TASK REQUIREMENTS: Lines from the first one down to the one containing "negative clicks: (308, 677) (39, 425)" in the data below are the only ones needed; please return them exactly, both ends included.

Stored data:
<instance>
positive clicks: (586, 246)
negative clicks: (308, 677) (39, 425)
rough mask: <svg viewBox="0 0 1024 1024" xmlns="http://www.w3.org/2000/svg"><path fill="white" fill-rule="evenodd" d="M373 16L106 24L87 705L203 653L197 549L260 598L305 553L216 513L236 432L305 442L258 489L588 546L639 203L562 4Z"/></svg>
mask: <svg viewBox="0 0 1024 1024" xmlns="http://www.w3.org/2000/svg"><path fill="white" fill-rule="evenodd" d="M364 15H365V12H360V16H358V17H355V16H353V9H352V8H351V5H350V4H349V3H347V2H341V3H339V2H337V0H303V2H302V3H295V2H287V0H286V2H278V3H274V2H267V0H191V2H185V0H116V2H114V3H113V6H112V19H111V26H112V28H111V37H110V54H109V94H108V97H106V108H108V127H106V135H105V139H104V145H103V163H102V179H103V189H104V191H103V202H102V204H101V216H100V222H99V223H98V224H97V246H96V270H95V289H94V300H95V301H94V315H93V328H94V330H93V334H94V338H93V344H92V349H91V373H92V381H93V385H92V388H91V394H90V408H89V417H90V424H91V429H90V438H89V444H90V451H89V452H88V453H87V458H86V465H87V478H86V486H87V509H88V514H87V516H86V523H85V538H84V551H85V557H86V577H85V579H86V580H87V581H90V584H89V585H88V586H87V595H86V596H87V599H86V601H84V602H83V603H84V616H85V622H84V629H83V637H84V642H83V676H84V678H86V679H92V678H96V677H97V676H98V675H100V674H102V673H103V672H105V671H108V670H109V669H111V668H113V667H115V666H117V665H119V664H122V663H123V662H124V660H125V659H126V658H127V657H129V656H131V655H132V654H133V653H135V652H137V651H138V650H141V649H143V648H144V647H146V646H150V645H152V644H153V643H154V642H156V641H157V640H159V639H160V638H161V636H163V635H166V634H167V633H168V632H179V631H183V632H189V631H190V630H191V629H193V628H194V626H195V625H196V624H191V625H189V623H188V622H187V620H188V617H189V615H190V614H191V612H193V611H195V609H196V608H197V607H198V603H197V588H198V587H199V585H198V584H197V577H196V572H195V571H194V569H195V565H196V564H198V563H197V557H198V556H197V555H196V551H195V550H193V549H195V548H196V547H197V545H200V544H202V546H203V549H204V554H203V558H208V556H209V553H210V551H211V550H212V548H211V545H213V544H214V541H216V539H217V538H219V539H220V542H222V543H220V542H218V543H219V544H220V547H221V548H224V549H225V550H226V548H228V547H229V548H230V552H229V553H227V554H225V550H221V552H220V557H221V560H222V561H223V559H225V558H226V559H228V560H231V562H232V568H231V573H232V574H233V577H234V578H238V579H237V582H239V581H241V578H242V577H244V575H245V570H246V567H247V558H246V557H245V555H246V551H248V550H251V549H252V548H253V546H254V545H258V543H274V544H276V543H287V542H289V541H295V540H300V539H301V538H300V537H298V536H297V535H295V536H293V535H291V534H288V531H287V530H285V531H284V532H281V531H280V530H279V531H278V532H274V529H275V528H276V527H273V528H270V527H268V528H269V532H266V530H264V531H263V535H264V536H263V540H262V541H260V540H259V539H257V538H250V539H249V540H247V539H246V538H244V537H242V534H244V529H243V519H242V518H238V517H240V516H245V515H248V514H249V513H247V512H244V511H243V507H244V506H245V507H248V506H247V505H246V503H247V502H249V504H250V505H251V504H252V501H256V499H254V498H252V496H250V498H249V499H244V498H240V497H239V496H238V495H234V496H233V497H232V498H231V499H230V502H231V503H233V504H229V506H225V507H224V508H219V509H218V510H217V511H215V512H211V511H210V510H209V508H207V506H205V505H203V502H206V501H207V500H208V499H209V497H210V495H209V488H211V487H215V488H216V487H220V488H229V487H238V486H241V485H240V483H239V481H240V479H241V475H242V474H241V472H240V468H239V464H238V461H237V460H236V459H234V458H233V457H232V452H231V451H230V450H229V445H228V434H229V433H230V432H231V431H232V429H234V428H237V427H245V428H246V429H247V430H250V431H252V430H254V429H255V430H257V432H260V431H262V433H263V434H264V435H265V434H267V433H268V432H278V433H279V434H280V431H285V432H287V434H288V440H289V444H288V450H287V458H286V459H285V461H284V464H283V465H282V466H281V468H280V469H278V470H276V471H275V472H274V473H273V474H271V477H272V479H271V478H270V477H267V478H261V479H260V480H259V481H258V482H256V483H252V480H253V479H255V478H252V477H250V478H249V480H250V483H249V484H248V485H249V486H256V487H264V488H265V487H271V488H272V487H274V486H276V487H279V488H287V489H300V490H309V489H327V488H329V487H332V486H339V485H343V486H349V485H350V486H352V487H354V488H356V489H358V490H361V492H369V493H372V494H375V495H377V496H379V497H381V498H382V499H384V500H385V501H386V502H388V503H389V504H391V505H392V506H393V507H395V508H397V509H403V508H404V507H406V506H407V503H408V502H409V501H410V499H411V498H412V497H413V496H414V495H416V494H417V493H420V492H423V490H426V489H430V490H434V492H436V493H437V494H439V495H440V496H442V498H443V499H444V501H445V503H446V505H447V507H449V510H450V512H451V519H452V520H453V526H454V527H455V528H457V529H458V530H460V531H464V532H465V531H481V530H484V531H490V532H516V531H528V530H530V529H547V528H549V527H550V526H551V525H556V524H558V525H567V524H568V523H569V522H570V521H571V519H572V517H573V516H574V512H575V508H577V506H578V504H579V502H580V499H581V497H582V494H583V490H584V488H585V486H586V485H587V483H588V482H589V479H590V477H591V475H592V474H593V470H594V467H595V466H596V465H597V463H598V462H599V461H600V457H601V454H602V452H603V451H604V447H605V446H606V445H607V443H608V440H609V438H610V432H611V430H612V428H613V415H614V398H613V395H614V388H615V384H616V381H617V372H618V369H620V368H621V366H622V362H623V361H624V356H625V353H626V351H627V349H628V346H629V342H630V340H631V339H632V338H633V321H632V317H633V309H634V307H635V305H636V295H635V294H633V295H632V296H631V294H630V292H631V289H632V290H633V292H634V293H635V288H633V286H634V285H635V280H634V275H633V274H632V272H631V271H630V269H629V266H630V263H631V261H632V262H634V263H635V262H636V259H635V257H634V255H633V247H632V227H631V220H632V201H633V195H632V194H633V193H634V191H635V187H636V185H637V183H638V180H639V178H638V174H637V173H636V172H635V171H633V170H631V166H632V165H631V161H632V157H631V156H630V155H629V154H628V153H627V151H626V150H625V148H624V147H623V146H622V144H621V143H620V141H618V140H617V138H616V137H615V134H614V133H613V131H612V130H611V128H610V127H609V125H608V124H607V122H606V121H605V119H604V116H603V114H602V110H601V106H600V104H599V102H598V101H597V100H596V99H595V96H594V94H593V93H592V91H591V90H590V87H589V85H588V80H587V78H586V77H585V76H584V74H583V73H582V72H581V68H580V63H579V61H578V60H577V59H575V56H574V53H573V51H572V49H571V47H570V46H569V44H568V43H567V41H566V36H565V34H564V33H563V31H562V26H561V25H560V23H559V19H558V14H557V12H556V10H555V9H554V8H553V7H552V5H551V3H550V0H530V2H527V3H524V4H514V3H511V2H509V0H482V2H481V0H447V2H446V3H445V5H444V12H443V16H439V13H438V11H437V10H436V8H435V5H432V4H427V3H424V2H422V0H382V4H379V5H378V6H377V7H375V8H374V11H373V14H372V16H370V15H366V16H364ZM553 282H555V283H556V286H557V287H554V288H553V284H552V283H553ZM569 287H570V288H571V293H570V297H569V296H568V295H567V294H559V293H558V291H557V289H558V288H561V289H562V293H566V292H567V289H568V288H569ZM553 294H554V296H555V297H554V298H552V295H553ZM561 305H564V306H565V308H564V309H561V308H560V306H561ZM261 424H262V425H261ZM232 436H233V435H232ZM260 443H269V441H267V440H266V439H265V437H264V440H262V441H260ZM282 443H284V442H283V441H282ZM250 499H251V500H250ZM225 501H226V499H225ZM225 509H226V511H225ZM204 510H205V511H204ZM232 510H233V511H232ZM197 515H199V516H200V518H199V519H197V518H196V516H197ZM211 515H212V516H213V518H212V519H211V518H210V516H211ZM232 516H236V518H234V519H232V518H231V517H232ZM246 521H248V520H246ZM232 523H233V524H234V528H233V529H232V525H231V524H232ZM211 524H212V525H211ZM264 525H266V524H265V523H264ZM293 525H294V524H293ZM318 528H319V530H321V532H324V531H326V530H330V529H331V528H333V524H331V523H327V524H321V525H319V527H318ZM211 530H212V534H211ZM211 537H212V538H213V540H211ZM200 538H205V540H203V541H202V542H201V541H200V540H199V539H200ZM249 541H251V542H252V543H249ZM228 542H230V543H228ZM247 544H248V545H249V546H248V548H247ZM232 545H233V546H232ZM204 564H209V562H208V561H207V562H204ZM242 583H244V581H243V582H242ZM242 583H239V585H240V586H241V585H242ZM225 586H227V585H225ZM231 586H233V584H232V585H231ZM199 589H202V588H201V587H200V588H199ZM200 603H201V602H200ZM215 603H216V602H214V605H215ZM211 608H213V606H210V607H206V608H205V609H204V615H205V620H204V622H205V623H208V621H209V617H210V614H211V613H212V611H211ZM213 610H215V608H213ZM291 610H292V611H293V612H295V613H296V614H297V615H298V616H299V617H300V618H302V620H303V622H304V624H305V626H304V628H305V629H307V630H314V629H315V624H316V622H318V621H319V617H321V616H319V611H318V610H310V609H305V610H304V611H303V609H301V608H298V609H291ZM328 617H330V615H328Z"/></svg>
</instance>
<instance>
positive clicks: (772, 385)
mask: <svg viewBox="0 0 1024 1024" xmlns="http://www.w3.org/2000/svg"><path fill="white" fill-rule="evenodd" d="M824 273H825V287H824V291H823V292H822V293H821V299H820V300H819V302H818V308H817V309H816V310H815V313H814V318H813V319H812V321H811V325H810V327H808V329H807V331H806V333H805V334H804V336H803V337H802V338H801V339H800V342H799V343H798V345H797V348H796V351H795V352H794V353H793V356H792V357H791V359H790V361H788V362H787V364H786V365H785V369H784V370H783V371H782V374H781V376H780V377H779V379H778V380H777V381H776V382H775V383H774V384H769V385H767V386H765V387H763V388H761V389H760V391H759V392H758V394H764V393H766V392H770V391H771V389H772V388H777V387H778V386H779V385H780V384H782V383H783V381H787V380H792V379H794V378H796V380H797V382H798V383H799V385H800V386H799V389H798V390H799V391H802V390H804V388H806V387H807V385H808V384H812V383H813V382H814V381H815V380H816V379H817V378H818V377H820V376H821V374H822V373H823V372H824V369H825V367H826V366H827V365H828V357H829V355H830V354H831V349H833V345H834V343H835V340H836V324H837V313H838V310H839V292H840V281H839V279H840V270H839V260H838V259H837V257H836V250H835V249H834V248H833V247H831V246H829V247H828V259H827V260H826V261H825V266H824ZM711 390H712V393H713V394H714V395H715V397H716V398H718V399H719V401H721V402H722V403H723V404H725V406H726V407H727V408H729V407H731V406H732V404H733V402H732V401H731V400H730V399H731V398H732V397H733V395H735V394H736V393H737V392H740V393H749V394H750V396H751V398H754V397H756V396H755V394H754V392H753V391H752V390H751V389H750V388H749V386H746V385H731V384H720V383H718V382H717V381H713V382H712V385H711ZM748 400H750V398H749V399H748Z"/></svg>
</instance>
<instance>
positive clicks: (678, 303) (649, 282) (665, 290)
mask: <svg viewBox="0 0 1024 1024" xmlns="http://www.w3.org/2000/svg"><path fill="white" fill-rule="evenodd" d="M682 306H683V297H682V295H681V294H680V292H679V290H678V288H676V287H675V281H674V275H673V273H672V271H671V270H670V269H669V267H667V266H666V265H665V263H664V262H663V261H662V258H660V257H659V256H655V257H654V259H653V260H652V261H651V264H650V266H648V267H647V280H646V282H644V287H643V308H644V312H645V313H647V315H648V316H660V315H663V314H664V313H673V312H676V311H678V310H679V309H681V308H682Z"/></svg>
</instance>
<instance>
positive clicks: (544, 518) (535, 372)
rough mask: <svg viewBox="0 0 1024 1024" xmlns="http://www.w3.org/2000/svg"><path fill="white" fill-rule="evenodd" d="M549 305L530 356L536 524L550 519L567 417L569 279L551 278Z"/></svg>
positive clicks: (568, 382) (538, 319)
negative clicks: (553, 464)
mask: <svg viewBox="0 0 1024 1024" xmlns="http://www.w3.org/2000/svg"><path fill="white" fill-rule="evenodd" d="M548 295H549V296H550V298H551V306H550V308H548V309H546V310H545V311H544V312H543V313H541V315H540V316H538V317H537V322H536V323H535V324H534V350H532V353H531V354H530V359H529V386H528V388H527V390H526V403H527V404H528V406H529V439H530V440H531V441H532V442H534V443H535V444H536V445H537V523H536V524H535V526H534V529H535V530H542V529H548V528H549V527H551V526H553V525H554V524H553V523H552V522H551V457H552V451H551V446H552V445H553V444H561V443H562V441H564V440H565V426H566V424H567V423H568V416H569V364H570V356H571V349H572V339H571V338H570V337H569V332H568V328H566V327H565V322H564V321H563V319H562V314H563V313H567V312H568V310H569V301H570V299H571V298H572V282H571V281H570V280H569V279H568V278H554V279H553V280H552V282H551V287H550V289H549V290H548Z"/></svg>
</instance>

RESULT:
<instance>
positive clicks: (586, 246)
negative clicks: (308, 677) (39, 425)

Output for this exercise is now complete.